Task data:

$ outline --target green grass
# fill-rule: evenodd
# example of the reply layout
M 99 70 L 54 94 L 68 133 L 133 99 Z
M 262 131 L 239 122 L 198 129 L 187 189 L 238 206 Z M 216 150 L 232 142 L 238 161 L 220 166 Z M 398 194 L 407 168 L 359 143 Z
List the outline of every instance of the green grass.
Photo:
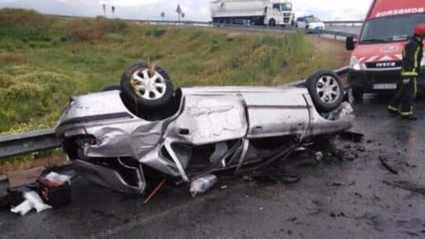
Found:
M 180 86 L 276 86 L 341 62 L 341 45 L 279 36 L 155 27 L 103 18 L 60 20 L 0 10 L 0 134 L 55 125 L 73 95 L 118 84 L 155 61 Z

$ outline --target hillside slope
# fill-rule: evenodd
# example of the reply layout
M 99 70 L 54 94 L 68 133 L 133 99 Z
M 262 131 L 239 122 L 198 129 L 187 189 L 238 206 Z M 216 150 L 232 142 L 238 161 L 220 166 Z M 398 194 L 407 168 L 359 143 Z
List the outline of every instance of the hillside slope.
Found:
M 155 61 L 179 86 L 276 86 L 347 62 L 341 43 L 305 36 L 62 20 L 0 10 L 0 134 L 54 126 L 72 95 L 117 84 Z

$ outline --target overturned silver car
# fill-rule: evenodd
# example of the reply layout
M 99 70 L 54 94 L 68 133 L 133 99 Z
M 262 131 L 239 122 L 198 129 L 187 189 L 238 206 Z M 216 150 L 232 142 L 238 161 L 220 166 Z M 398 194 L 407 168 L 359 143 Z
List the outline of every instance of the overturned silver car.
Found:
M 73 98 L 56 134 L 79 174 L 140 194 L 147 170 L 185 182 L 242 174 L 352 127 L 337 75 L 319 71 L 306 85 L 175 89 L 160 67 L 136 64 L 120 87 Z

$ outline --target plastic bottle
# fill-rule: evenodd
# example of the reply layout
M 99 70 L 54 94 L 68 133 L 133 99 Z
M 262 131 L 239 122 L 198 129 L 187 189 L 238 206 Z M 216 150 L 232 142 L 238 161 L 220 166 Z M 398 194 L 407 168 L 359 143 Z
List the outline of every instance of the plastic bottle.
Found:
M 217 183 L 217 176 L 209 174 L 193 181 L 191 184 L 191 194 L 195 197 L 198 193 L 206 192 Z

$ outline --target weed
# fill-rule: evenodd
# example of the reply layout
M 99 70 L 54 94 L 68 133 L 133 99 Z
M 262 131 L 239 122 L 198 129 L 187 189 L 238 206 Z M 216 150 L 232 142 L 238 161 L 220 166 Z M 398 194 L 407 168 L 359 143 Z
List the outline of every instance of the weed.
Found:
M 160 38 L 164 34 L 165 34 L 166 32 L 167 32 L 167 30 L 165 29 L 154 28 L 154 29 L 151 29 L 146 32 L 146 36 L 156 37 L 156 38 Z

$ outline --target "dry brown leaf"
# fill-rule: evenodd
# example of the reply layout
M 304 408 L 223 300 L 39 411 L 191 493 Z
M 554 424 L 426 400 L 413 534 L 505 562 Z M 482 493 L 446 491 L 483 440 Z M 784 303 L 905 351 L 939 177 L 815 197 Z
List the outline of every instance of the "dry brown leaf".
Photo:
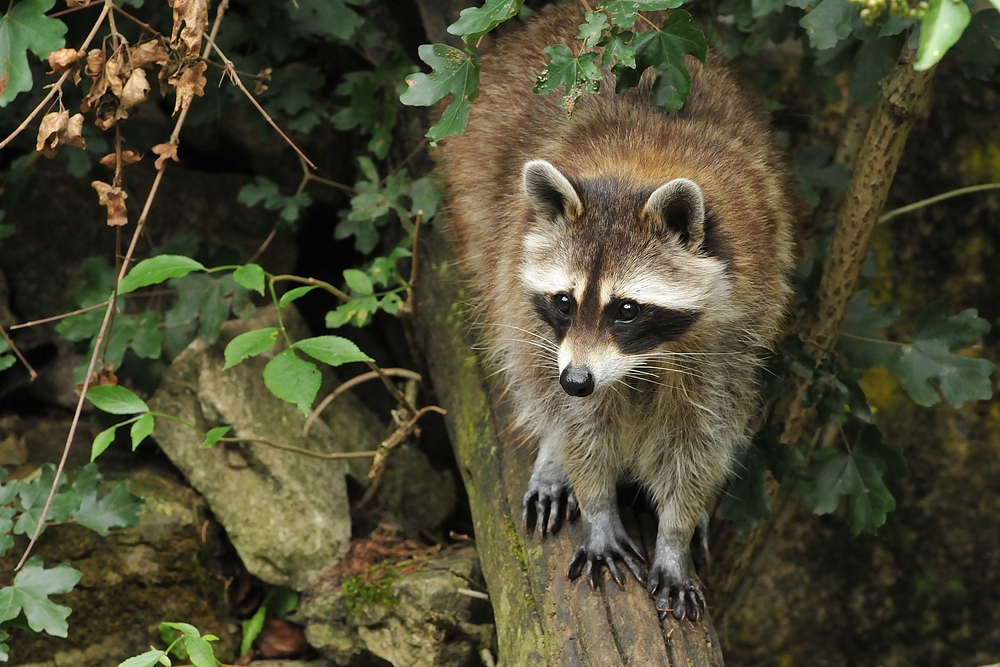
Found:
M 174 86 L 174 92 L 177 93 L 173 115 L 176 116 L 178 111 L 189 106 L 195 95 L 201 97 L 205 94 L 205 84 L 208 83 L 205 79 L 206 69 L 208 64 L 204 61 L 185 63 L 177 74 L 168 79 L 167 82 Z
M 146 70 L 134 69 L 122 89 L 121 108 L 130 111 L 146 101 L 149 94 L 149 82 L 146 81 Z M 127 118 L 127 115 L 122 116 Z
M 66 109 L 47 113 L 38 127 L 35 150 L 40 151 L 45 157 L 55 157 L 56 149 L 62 145 L 86 148 L 87 143 L 83 140 L 82 132 L 82 114 L 70 118 Z
M 59 133 L 66 129 L 69 124 L 69 111 L 51 111 L 42 117 L 42 123 L 38 126 L 38 139 L 35 141 L 35 150 L 45 157 L 54 157 L 56 147 L 59 145 Z
M 160 157 L 156 158 L 156 170 L 159 171 L 163 169 L 164 163 L 167 160 L 173 160 L 174 162 L 179 162 L 177 159 L 177 144 L 156 144 L 153 146 L 153 152 Z
M 108 153 L 107 155 L 101 158 L 100 162 L 105 167 L 114 169 L 116 157 L 117 156 L 114 153 Z M 122 165 L 125 167 L 129 166 L 130 164 L 135 164 L 141 159 L 142 156 L 136 153 L 135 151 L 128 149 L 122 151 Z
M 76 49 L 59 49 L 49 54 L 49 67 L 52 71 L 49 74 L 61 74 L 71 65 L 75 65 L 87 54 Z
M 133 69 L 147 65 L 164 65 L 170 57 L 167 48 L 158 39 L 150 39 L 129 47 L 128 61 Z
M 104 181 L 93 181 L 90 185 L 97 190 L 97 200 L 108 207 L 108 226 L 127 225 L 128 213 L 125 210 L 125 200 L 128 199 L 128 194 Z
M 174 29 L 170 46 L 186 57 L 197 58 L 201 50 L 201 37 L 208 27 L 208 0 L 173 0 Z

Written instruction: Give an exact reproduction of every line, leaving out any picture.

Result:
$ outline --target green grass
# fill-rule: evenodd
# example of the reply layout
M 99 70 L 54 94 L 68 133 L 133 99 Z
M 262 131 L 239 122 L 198 129 L 187 189 L 238 206 Z M 216 150 L 232 142 L 238 161 L 220 166 Z M 398 194 L 407 168 L 359 143 Z
List the outline of every instance of the green grass.
Photo:
Found:
M 180 86 L 276 86 L 341 62 L 341 45 L 279 36 L 155 27 L 103 18 L 60 20 L 0 10 L 0 134 L 55 125 L 73 95 L 118 84 L 155 61 Z

$ outline --target hillside slope
# fill-rule: evenodd
# example of the reply layout
M 99 70 L 54 94 L 68 133 L 133 99 Z
M 262 131 L 239 122 L 198 129 L 187 189 L 238 206 Z M 216 150 L 232 142 L 238 161 L 220 166 Z M 398 194 L 407 168 L 359 143 Z
List the outline of every instance of the hillside slope.
Found:
M 155 61 L 179 86 L 276 86 L 347 62 L 341 43 L 305 36 L 62 20 L 0 10 L 0 134 L 54 126 L 72 95 L 117 84 Z

$ outline --target overturned silver car
# fill-rule: evenodd
# example of the reply layout
M 99 70 L 54 94 L 68 133 L 133 99 Z
M 262 131 L 239 122 L 198 129 L 187 189 L 238 206 Z M 216 150 L 232 142 L 238 161 L 220 166 Z M 398 194 L 407 168 L 359 143 Z
List the outline of every instance of the overturned silver car.
Found:
M 73 98 L 56 134 L 79 174 L 140 194 L 147 170 L 185 182 L 242 174 L 352 127 L 337 75 L 319 71 L 306 85 L 175 89 L 160 67 L 136 64 L 120 87 Z

$ outline --target plastic bottle
# fill-rule: evenodd
# example of the reply layout
M 99 70 L 54 94 L 68 133 L 133 99 Z
M 262 131 L 239 122 L 198 129 L 187 189 L 238 206 Z M 216 150 L 232 142 L 238 161 L 220 166 Z M 398 194 L 407 168 L 359 143 Z
List the outline of every instance of the plastic bottle.
Found:
M 217 183 L 217 176 L 209 174 L 193 181 L 191 184 L 191 194 L 195 197 L 198 193 L 206 192 Z

$ outline --target weed
# fill-rule: evenodd
# example of the reply layout
M 99 70 L 54 94 L 68 133 L 133 99 Z
M 262 131 L 239 122 L 198 129 L 187 189 L 238 206 Z M 216 150 L 232 142 L 238 161 L 220 166 Z M 398 194 L 407 168 L 359 143 Z
List the outline of every instance of the weed.
Found:
M 160 38 L 164 34 L 165 34 L 166 32 L 167 32 L 167 30 L 165 29 L 154 28 L 154 29 L 151 29 L 146 32 L 146 36 L 156 37 L 156 38 Z

$ outline --target "dry brown leaf"
# fill-rule: evenodd
# example of the reply layout
M 304 408 L 223 300 L 39 411 L 191 493 Z
M 554 424 L 426 400 L 413 534 L 505 562 Z M 482 493 L 446 491 L 483 440 Z M 784 303 L 905 351 L 939 177 L 815 197 Z
List the outline of every instance of the "dry brown leaf".
Photo:
Found:
M 174 86 L 174 92 L 177 93 L 173 115 L 176 116 L 178 111 L 189 106 L 195 95 L 201 97 L 205 94 L 205 84 L 208 83 L 205 79 L 206 69 L 208 64 L 204 61 L 185 63 L 177 74 L 168 79 L 167 82 Z
M 146 70 L 134 69 L 122 89 L 121 108 L 130 111 L 146 101 L 149 94 L 149 82 L 146 81 Z M 127 118 L 127 115 L 122 116 Z
M 66 109 L 47 113 L 38 127 L 35 150 L 40 151 L 45 157 L 55 157 L 56 149 L 62 145 L 86 148 L 87 143 L 83 140 L 82 132 L 82 114 L 70 118 Z
M 59 133 L 66 129 L 69 124 L 69 111 L 51 111 L 42 117 L 42 123 L 38 126 L 38 139 L 35 141 L 35 150 L 45 157 L 54 157 L 56 147 L 59 145 Z
M 160 157 L 156 158 L 156 170 L 159 171 L 163 169 L 164 163 L 167 160 L 173 160 L 174 162 L 179 162 L 177 159 L 177 144 L 156 144 L 153 146 L 153 152 Z
M 108 153 L 107 155 L 101 158 L 100 162 L 105 167 L 114 169 L 116 157 L 117 156 L 114 153 Z M 122 165 L 125 167 L 129 166 L 130 164 L 135 164 L 141 159 L 142 156 L 136 153 L 135 151 L 128 149 L 122 151 Z
M 76 49 L 59 49 L 49 54 L 49 67 L 52 71 L 49 74 L 61 74 L 71 65 L 75 65 L 87 54 Z
M 133 69 L 147 65 L 164 65 L 170 57 L 167 48 L 158 39 L 150 39 L 129 47 L 128 61 Z
M 104 181 L 93 181 L 90 185 L 97 190 L 97 200 L 108 207 L 108 226 L 127 225 L 128 213 L 125 210 L 125 200 L 128 199 L 128 194 Z
M 174 29 L 170 46 L 186 57 L 197 58 L 201 50 L 201 37 L 208 27 L 208 0 L 173 0 Z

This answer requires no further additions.